• YOUR TASK
Please reproduce each of the following entries exactly.

[Records from a dataset]
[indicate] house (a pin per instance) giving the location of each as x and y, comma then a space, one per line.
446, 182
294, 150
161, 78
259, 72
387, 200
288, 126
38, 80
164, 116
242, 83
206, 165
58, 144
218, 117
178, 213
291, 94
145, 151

• RESPONSE AREA
[indicate] house (a pin per instance) giving the location of each as x and y, comma then a space, one per line.
446, 182
294, 150
161, 78
259, 72
387, 200
288, 126
38, 80
164, 116
242, 83
206, 165
58, 144
218, 117
178, 213
291, 94
145, 151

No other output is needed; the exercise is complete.